[Aufgabenbeschreibung] Schreib bitte nur die Einträge von der Zeile mit „of the stained“ bis einschließlich der Zeile mit „[[219, 548]]“ in eine CSV mit den zwei Spalten „anweisung“ und „wert“ um. Jeder Eintrag wird eine Zeile mit seinem Text unter „anweisung“ und seiner Antwort unter „wert“, jedes Feld in Anführungszeichen und mit Leerzeichen statt Zeilenumbrüchen.

[Datenzeilen]
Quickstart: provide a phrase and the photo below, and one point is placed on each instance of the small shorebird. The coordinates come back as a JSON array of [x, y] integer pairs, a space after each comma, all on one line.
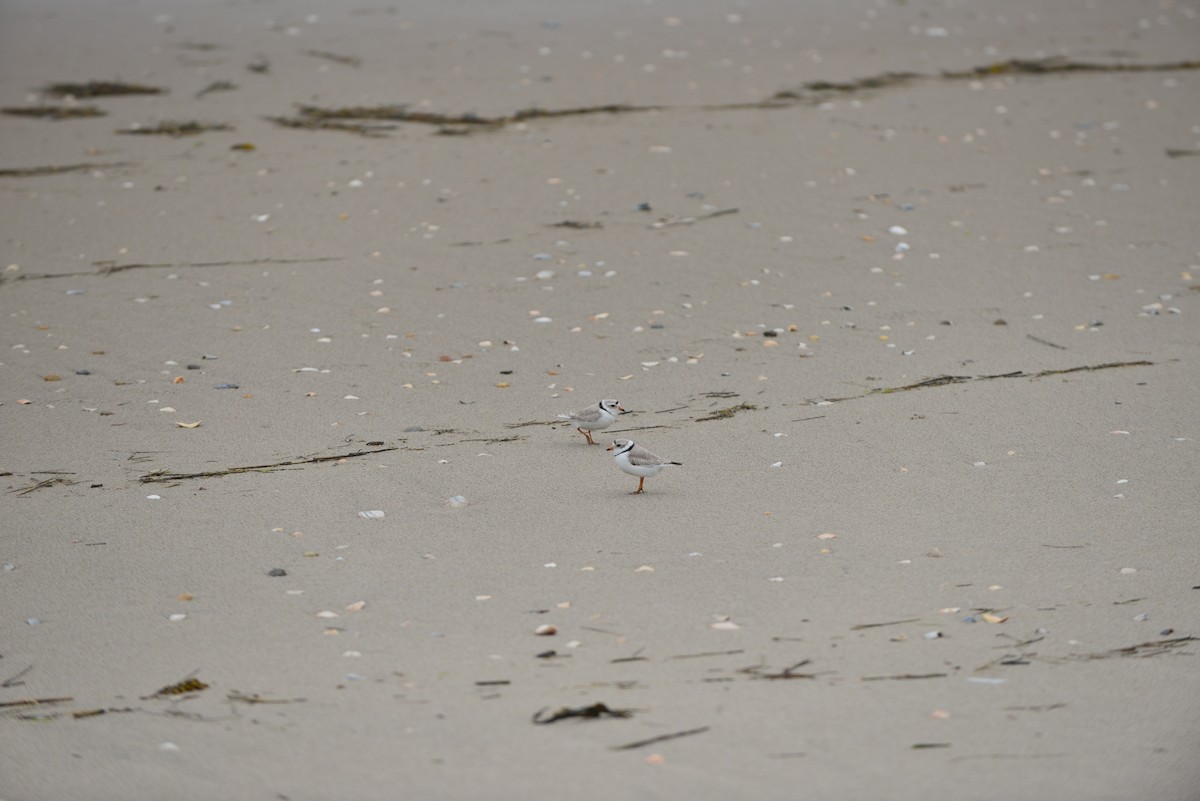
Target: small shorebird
[[636, 461], [595, 417]]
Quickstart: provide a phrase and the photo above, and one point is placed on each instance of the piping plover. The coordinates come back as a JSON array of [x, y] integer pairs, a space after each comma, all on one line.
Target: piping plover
[[595, 417], [636, 461]]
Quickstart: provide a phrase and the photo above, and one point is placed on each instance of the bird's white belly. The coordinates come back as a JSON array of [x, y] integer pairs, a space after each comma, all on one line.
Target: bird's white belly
[[643, 470]]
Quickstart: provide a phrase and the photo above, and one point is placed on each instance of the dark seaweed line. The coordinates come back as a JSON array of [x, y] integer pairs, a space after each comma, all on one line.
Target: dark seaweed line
[[817, 91]]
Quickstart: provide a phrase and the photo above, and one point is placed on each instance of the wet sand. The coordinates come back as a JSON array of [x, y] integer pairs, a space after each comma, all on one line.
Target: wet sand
[[946, 549]]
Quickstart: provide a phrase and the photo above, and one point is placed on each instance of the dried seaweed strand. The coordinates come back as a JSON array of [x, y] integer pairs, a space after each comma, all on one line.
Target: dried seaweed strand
[[30, 172], [162, 476]]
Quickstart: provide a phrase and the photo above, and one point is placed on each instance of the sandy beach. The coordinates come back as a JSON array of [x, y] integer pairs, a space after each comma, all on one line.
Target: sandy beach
[[911, 289]]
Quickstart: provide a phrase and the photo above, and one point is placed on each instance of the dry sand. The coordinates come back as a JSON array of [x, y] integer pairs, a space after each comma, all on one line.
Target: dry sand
[[1047, 227]]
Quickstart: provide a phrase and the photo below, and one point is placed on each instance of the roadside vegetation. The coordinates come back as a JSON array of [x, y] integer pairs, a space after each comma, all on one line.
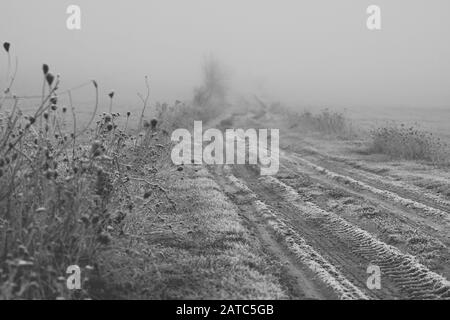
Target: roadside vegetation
[[409, 143], [104, 195]]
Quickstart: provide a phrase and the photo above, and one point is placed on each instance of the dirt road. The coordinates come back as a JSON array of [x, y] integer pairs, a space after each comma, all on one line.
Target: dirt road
[[327, 220]]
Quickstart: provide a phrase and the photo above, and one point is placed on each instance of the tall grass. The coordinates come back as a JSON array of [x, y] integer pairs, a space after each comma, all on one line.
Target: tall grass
[[408, 142], [330, 123], [57, 183]]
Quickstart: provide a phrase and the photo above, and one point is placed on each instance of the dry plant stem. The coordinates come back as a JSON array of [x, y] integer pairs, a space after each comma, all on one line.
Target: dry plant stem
[[145, 101], [9, 86], [74, 138], [88, 124]]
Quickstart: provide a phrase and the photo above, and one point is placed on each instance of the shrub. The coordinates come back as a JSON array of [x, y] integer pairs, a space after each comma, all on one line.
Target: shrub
[[408, 143]]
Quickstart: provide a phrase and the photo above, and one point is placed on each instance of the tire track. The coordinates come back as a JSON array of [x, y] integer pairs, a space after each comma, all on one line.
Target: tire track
[[409, 203], [298, 246], [413, 279]]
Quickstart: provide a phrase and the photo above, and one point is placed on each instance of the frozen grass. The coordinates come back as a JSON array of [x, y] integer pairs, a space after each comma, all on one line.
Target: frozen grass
[[66, 185], [326, 122], [199, 250], [410, 143]]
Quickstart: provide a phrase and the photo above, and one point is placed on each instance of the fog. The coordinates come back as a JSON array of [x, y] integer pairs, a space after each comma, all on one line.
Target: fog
[[302, 52]]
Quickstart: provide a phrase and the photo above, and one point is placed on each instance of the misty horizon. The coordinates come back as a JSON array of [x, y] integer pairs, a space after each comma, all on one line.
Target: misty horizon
[[304, 54]]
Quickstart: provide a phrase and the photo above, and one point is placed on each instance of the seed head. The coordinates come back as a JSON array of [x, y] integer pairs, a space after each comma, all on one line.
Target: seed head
[[6, 46], [50, 78]]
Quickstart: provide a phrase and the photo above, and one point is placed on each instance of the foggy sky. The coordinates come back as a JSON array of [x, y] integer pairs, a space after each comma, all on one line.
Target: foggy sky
[[302, 52]]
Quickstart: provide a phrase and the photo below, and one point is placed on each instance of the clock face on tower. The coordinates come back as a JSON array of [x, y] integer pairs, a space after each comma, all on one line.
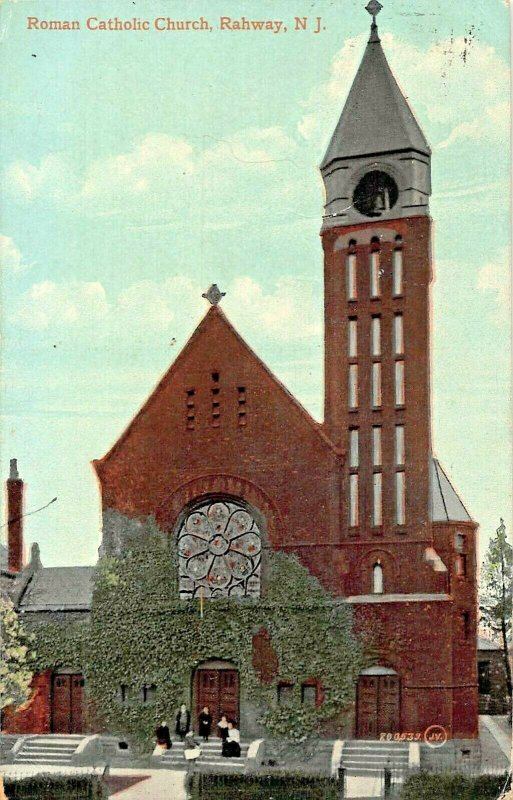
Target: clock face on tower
[[375, 194]]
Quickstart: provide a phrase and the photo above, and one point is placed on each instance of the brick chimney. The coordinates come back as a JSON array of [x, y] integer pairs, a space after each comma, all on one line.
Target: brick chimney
[[15, 488]]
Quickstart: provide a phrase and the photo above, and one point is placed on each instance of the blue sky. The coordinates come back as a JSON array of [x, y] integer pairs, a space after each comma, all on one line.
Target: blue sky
[[138, 168]]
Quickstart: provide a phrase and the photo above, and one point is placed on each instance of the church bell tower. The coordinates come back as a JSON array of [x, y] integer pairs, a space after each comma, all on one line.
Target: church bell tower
[[376, 237]]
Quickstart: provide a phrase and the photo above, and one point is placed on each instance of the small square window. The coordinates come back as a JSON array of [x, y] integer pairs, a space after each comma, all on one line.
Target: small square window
[[285, 694], [309, 695]]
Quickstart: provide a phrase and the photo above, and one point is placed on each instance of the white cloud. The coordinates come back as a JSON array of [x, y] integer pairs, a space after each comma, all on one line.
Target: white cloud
[[11, 259], [172, 307], [288, 311], [163, 177], [53, 178], [494, 277], [49, 305]]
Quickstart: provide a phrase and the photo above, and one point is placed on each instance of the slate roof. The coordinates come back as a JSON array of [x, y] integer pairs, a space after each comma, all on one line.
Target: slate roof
[[445, 504], [376, 117], [486, 644], [59, 589]]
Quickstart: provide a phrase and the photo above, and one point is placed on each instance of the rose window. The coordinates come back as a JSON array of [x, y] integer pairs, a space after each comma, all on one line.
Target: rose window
[[219, 550]]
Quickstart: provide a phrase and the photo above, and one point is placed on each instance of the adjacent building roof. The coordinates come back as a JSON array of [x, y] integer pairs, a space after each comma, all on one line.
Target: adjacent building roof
[[59, 589], [446, 506], [376, 117], [486, 644]]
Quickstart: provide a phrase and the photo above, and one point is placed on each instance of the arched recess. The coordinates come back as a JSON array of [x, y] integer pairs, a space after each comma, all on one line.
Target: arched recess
[[216, 684], [378, 702], [387, 562], [170, 510]]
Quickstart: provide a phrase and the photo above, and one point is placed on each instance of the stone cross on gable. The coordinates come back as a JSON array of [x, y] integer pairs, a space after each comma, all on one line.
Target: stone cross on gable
[[214, 295]]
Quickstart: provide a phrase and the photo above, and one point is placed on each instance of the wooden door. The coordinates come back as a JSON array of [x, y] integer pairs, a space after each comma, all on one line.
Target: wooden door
[[229, 693], [219, 690], [76, 691], [367, 707], [388, 704], [378, 705], [67, 693]]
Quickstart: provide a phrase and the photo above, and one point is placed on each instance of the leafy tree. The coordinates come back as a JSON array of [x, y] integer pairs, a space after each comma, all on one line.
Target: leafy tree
[[497, 594], [15, 673]]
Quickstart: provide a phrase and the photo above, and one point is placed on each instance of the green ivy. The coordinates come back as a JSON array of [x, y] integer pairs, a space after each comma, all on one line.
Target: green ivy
[[141, 633]]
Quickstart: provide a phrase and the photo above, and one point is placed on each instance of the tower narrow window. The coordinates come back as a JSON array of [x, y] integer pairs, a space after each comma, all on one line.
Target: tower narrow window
[[375, 273], [376, 336], [351, 277], [190, 409], [397, 268], [241, 406], [398, 335], [353, 386], [376, 384], [377, 578], [353, 338], [354, 448], [377, 498], [216, 400], [399, 445], [353, 500], [399, 383], [400, 510], [377, 456]]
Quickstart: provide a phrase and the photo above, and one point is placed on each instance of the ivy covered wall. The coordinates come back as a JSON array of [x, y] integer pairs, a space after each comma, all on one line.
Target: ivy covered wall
[[141, 634]]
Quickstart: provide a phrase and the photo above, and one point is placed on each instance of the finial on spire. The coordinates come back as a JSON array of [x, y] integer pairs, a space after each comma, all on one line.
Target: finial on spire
[[214, 295], [374, 7]]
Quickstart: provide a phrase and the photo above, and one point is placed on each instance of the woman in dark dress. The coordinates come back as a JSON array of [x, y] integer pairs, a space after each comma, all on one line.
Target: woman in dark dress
[[205, 723], [231, 745], [183, 721], [222, 728], [163, 737]]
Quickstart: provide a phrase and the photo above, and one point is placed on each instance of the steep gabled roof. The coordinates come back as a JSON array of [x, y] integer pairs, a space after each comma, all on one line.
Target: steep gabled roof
[[59, 589], [215, 314], [446, 506], [376, 117]]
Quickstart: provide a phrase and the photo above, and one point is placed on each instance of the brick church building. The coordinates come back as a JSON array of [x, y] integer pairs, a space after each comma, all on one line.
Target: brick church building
[[230, 464]]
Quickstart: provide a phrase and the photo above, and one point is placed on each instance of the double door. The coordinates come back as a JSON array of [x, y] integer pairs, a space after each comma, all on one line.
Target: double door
[[67, 702], [219, 690], [378, 705]]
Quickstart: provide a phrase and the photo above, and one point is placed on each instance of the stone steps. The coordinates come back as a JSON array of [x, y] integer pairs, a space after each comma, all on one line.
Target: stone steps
[[51, 749], [360, 757], [210, 759]]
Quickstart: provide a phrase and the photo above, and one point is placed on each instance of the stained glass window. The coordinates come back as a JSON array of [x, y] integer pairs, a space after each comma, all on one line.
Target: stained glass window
[[219, 548]]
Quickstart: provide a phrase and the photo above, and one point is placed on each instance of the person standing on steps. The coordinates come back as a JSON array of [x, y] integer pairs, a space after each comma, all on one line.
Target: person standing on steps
[[205, 723], [222, 728], [183, 721], [231, 745], [163, 737]]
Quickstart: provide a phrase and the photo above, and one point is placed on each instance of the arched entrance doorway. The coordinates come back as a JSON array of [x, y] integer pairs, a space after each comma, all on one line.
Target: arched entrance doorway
[[67, 702], [216, 685], [378, 702]]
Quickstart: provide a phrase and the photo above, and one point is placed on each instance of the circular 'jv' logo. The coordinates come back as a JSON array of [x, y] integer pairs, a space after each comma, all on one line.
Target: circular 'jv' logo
[[435, 736]]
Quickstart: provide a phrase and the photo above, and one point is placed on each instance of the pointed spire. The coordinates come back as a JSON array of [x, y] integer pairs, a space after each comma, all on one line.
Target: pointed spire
[[376, 117], [373, 7]]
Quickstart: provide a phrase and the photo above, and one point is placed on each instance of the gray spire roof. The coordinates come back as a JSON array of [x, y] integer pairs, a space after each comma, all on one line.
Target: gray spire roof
[[446, 506], [376, 117]]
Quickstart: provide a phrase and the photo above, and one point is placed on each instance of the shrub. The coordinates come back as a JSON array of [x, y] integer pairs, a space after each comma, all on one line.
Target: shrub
[[427, 785]]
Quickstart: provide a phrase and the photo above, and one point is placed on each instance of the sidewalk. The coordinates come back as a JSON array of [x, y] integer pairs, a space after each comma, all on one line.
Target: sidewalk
[[161, 784], [500, 732]]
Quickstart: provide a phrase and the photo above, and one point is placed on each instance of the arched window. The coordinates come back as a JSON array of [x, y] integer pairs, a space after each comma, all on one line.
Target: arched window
[[219, 550], [377, 578]]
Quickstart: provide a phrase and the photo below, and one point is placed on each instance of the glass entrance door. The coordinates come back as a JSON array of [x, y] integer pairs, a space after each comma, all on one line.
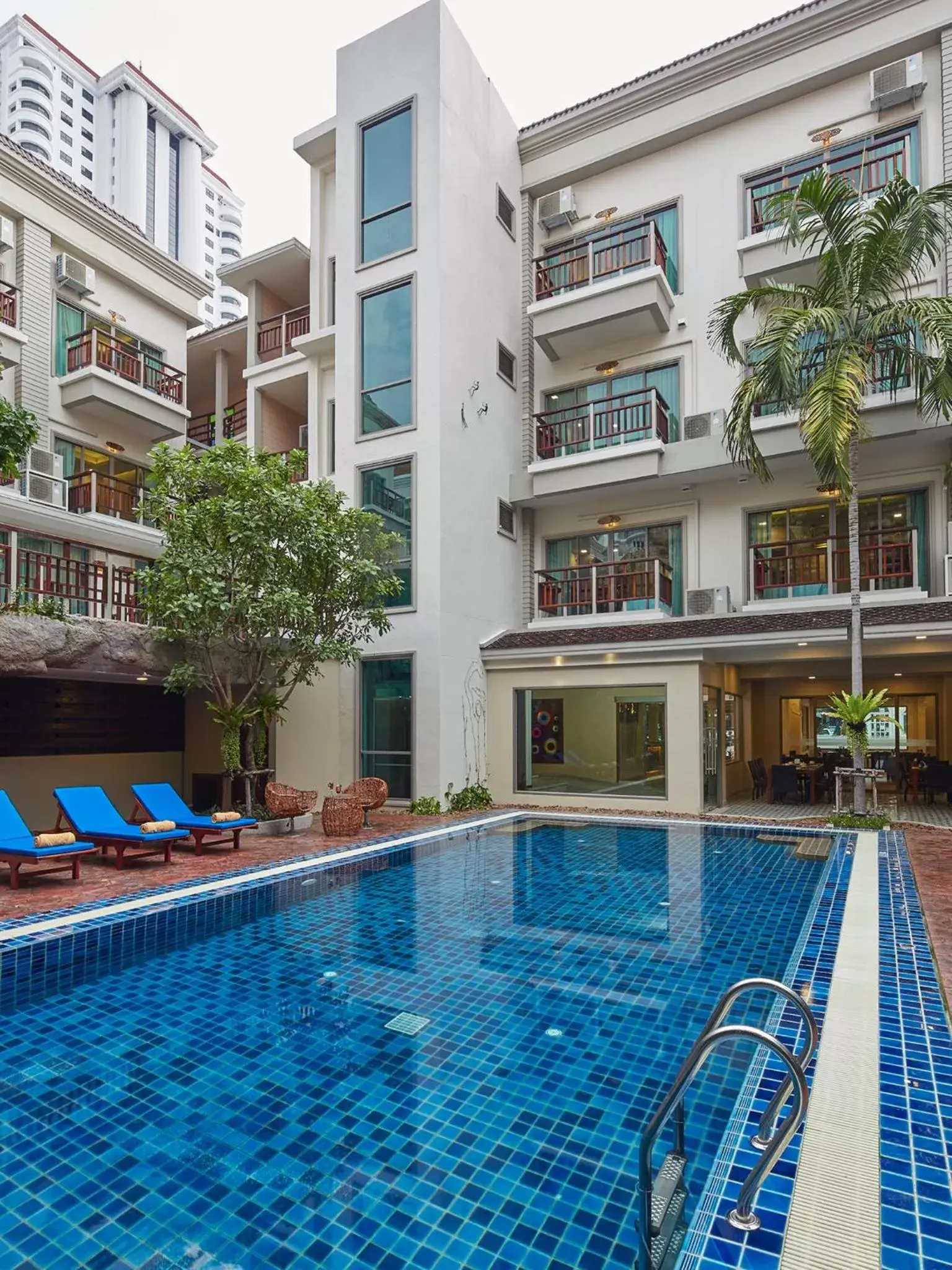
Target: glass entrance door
[[711, 746]]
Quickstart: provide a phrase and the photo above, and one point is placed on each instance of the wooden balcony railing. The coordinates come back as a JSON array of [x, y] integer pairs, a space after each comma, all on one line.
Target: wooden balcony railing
[[868, 168], [612, 253], [616, 420], [94, 347], [234, 425], [87, 587], [8, 304], [604, 588], [889, 559], [275, 334]]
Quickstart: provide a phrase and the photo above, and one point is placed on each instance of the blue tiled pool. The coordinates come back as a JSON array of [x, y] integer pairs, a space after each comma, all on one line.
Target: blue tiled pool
[[231, 1096]]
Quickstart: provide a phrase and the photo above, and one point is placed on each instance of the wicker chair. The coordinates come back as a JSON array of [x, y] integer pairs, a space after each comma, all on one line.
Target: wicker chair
[[371, 793], [284, 801]]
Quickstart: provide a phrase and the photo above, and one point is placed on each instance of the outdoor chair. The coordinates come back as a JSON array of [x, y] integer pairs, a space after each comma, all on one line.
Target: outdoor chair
[[92, 815], [18, 848], [371, 793], [162, 803]]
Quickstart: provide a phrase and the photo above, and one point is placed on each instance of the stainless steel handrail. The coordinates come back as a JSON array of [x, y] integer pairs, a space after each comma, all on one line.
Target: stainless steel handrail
[[743, 1214]]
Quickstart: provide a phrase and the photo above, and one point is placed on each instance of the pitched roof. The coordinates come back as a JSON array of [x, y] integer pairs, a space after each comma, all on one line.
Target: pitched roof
[[678, 61], [61, 179], [720, 628]]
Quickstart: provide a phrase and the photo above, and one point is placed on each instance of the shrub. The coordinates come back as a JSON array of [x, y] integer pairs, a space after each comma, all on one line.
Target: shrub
[[471, 798], [426, 807]]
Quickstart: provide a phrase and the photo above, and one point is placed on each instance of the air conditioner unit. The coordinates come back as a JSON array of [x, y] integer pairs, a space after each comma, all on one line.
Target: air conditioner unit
[[711, 600], [897, 83], [41, 489], [45, 463], [74, 273], [558, 208]]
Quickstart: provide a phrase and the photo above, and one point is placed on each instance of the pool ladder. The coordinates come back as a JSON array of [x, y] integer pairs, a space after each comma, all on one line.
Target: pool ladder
[[662, 1225]]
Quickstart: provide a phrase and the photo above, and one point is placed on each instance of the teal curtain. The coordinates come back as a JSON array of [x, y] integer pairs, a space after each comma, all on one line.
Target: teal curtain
[[917, 518], [69, 322]]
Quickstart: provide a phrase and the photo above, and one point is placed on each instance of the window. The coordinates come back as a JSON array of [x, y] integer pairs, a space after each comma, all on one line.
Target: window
[[592, 741], [387, 491], [386, 722], [507, 520], [798, 551], [386, 184], [614, 572], [506, 214], [386, 360], [506, 365]]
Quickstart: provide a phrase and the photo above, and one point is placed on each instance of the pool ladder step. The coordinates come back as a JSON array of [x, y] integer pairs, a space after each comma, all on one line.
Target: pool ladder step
[[662, 1197]]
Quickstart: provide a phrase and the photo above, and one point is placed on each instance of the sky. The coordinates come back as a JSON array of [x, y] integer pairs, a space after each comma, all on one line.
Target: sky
[[255, 74]]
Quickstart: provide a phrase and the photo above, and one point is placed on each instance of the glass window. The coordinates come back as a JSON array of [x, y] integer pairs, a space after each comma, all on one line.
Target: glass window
[[386, 184], [389, 492], [386, 722], [386, 360], [592, 741]]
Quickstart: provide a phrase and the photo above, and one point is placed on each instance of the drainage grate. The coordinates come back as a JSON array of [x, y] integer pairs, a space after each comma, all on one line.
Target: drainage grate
[[409, 1025]]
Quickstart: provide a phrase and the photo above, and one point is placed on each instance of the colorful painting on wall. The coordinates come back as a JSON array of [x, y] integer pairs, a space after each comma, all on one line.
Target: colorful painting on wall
[[547, 732]]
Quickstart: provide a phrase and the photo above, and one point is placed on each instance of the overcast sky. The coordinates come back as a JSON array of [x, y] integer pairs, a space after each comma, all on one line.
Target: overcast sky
[[255, 73]]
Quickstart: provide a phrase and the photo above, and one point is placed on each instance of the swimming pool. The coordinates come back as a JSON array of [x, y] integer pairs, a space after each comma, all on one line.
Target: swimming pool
[[238, 1098]]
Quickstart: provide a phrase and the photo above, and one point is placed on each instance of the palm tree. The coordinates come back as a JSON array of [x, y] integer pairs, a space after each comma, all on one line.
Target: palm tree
[[822, 347]]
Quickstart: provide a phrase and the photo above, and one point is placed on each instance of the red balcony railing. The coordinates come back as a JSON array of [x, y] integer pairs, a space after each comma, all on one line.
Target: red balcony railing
[[235, 425], [86, 579], [275, 334], [868, 168], [126, 361], [579, 266], [604, 588], [616, 420], [8, 304], [889, 559]]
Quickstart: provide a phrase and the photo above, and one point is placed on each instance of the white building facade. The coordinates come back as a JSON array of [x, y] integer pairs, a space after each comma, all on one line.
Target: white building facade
[[122, 139], [498, 339]]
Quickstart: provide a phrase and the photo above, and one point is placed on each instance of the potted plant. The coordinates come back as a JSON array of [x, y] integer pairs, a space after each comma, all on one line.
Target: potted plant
[[340, 814]]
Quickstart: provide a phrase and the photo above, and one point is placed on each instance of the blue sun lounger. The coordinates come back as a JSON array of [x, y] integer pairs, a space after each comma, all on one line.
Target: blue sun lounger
[[92, 815], [18, 849], [162, 803]]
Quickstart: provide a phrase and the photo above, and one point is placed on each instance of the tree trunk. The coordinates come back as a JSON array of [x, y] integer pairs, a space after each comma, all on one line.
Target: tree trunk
[[856, 628]]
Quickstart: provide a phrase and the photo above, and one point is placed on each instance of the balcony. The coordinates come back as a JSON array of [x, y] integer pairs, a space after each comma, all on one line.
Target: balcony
[[103, 587], [603, 291], [804, 568], [115, 381], [276, 334], [235, 425], [594, 591]]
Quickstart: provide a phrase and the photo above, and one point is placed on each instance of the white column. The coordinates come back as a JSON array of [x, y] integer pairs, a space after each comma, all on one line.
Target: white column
[[130, 153], [221, 393], [191, 206]]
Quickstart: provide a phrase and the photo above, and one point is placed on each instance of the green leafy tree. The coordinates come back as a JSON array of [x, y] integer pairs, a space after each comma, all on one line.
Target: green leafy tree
[[819, 347], [18, 432], [262, 580]]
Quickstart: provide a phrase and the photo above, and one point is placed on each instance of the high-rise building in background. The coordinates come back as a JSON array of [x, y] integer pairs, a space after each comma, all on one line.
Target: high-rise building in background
[[123, 140]]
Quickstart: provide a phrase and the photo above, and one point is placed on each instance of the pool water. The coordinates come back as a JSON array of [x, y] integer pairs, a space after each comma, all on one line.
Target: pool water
[[239, 1103]]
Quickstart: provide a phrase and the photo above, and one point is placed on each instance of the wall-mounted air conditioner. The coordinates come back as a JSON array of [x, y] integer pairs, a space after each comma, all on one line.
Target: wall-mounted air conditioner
[[74, 273], [896, 83], [558, 208], [710, 600], [708, 425]]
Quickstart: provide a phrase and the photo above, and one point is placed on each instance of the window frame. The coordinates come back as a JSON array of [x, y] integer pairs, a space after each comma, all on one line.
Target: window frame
[[359, 436], [408, 104]]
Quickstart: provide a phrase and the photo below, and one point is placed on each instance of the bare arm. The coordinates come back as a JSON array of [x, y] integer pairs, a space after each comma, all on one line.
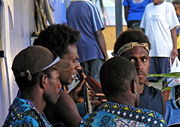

[Antwort]
anweisung,wert
"Quickstart: provide a phrase and the photo above, and one point is placed on each instance of the stained glass window. The coordinates come back as a JSON array of [x, y] integer pairs, a space after each comma, all on one line. Target: stained glass window","[[219, 548]]"